### TASK BRIEF
Go through the entries, filter for the word "blind", and copy every line that has it.

### RECORDS PROVIDED
----

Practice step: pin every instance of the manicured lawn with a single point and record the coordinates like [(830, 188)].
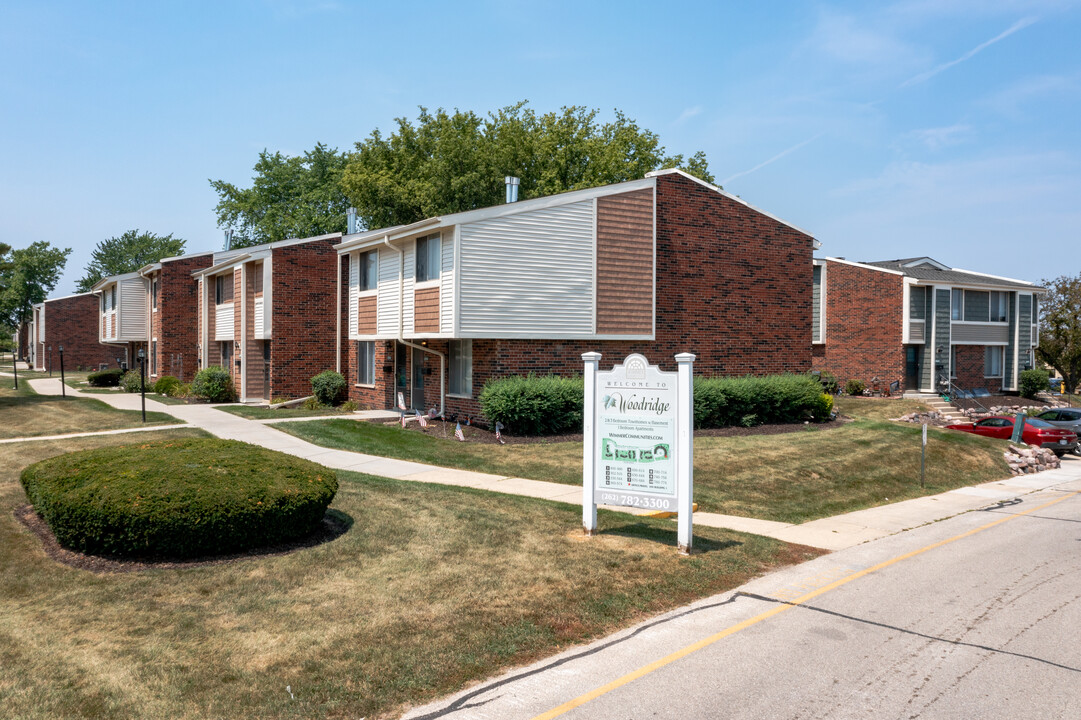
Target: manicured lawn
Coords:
[(430, 589), (26, 414), (813, 472), (282, 413)]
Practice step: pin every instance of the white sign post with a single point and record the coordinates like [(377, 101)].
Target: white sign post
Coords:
[(639, 440)]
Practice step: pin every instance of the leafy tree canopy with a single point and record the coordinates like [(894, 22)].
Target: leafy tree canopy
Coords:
[(291, 197), (27, 276), (451, 162), (127, 254), (1061, 328)]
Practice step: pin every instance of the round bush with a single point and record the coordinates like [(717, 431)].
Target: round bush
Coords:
[(131, 382), (214, 384), (328, 386), (178, 498), (165, 384)]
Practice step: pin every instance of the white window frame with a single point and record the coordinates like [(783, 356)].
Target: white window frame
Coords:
[(459, 369), (363, 364)]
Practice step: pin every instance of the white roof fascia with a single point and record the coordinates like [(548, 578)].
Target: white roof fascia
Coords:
[(866, 267), (677, 171)]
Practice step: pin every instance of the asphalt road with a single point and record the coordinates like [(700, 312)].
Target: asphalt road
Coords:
[(976, 616)]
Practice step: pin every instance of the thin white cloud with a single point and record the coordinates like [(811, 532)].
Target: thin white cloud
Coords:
[(923, 77), (772, 160)]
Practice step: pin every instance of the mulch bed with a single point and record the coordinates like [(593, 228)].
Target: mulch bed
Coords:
[(474, 434), (332, 528)]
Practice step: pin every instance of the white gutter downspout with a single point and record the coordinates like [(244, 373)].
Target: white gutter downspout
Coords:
[(401, 325)]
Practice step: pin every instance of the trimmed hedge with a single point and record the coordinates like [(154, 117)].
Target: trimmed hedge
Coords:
[(214, 384), (1032, 382), (530, 404), (178, 498), (747, 401), (108, 377), (328, 387)]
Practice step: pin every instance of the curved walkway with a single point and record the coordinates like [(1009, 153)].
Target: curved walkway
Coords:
[(832, 533)]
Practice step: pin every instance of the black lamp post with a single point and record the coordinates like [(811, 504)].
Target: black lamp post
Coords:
[(142, 378)]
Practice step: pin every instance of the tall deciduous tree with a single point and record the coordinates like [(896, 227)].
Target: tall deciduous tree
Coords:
[(291, 197), (1061, 328), (27, 278), (450, 162), (127, 254)]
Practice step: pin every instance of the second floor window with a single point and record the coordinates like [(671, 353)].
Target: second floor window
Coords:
[(427, 258)]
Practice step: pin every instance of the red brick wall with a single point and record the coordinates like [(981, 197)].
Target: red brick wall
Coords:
[(303, 322), (864, 317), (176, 322), (970, 369), (72, 322), (733, 287)]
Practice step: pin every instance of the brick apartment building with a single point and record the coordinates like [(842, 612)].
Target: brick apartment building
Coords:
[(663, 265), (918, 322), (267, 314), (172, 305), (67, 322)]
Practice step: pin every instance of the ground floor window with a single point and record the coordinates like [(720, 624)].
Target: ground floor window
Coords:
[(365, 362), (461, 369), (992, 362)]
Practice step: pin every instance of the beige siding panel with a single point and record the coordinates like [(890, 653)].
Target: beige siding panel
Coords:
[(625, 264), (963, 334), (529, 274), (426, 302)]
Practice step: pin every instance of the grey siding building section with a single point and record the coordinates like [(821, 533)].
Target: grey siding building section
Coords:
[(816, 306)]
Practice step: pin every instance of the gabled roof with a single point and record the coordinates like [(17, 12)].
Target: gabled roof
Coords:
[(926, 269)]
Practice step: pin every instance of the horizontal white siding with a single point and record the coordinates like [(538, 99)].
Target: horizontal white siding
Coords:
[(223, 321), (132, 302), (529, 274), (446, 285)]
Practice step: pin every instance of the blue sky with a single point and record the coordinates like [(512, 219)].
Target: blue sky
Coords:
[(917, 128)]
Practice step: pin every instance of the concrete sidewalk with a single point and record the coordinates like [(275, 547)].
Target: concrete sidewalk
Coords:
[(832, 533)]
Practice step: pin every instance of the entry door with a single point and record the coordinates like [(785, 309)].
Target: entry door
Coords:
[(911, 368), (418, 378)]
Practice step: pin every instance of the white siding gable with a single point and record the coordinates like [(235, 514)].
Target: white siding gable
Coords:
[(529, 275)]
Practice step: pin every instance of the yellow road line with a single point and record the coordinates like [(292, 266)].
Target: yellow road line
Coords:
[(630, 677)]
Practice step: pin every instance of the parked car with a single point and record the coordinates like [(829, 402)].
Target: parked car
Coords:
[(1068, 418), (1037, 432)]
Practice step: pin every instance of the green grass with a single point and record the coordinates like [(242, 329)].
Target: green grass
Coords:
[(282, 413), (430, 589), (801, 476), (27, 414)]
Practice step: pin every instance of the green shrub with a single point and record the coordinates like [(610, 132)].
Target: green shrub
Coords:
[(164, 384), (108, 377), (214, 384), (1032, 382), (131, 382), (534, 404), (328, 386), (230, 496), (746, 401), (854, 387)]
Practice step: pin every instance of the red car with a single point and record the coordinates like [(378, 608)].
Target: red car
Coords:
[(1037, 432)]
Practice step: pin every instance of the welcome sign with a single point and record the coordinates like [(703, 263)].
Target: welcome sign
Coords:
[(638, 450)]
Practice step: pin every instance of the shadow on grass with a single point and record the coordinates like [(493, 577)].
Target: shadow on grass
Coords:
[(666, 536), (335, 523)]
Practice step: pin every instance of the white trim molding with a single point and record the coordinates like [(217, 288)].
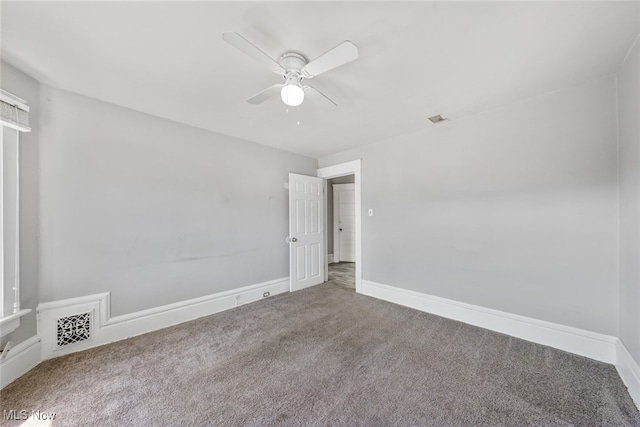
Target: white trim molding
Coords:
[(574, 340), (10, 323), (20, 360), (106, 329), (629, 370)]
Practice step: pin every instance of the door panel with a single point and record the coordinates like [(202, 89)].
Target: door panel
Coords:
[(306, 225)]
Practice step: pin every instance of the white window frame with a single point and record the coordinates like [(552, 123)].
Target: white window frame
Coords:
[(9, 322)]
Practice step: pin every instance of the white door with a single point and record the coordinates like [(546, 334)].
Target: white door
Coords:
[(306, 239), (345, 222)]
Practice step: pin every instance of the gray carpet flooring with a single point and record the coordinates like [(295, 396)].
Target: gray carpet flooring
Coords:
[(324, 356)]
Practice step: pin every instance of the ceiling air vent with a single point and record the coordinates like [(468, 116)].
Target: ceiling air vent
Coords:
[(437, 119), (74, 329)]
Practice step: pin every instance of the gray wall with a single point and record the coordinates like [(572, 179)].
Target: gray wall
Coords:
[(629, 134), (155, 211), (23, 86), (514, 209), (349, 179)]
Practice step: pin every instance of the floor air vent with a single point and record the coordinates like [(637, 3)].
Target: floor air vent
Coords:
[(74, 329)]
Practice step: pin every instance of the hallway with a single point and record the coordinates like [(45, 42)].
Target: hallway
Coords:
[(343, 274)]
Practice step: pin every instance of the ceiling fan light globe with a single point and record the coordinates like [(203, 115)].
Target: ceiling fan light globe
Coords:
[(292, 95)]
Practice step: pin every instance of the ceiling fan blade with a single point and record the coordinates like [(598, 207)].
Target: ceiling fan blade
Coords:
[(339, 55), (239, 42), (323, 99), (262, 96)]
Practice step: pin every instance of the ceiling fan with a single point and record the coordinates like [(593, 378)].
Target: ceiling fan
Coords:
[(294, 68)]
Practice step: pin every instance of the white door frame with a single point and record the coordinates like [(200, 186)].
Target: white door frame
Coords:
[(335, 171), (336, 217)]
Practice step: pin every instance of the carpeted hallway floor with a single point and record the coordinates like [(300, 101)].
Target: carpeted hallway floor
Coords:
[(324, 356)]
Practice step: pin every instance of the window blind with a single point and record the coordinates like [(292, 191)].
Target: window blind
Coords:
[(14, 112)]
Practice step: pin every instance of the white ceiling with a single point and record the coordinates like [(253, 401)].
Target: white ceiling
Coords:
[(416, 60)]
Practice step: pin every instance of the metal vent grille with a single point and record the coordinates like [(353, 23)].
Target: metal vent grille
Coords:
[(73, 329)]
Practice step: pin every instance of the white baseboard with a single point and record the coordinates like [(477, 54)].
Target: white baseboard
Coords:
[(106, 329), (20, 359), (578, 341), (629, 371)]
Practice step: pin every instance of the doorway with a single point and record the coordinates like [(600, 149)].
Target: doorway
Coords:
[(341, 236), (351, 247)]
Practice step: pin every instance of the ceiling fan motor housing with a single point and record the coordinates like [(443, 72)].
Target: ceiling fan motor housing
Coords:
[(292, 61)]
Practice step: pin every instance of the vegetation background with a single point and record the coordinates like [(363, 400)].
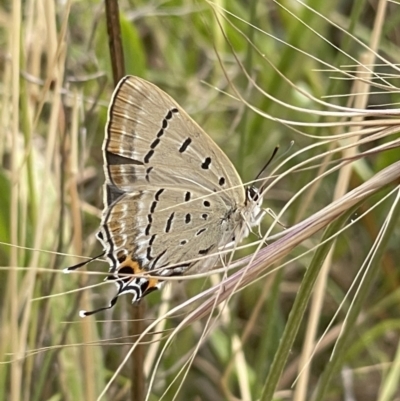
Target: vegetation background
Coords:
[(56, 83)]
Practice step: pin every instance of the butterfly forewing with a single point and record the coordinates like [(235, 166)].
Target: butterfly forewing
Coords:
[(151, 140), (170, 192)]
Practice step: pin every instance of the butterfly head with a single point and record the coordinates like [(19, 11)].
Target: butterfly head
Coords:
[(254, 202)]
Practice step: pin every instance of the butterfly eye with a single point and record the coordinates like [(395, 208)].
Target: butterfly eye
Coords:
[(124, 271), (253, 194)]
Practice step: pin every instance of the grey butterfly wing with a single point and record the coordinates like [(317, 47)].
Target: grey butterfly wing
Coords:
[(165, 230), (161, 171)]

----

### FINISHED EXERCISE
Practice step: pin every instance of the window blind with a single point and record the coordinates like [(292, 191)].
Target: window blind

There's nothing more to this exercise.